### WRITTEN TASK
Copy each of the rows below word for word, leaving every line unchanged.

### LISTED ENTRIES
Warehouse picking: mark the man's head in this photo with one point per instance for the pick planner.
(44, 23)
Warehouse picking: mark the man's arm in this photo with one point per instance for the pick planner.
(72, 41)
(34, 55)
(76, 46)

### WRITTEN ANSWER
Warehouse picking: mark the man's head in this photo with one point per instance for the pick planner.
(44, 23)
Warehouse picking: mark the man's arm in this photo with one point per instance for the pick planner.
(72, 41)
(34, 55)
(76, 46)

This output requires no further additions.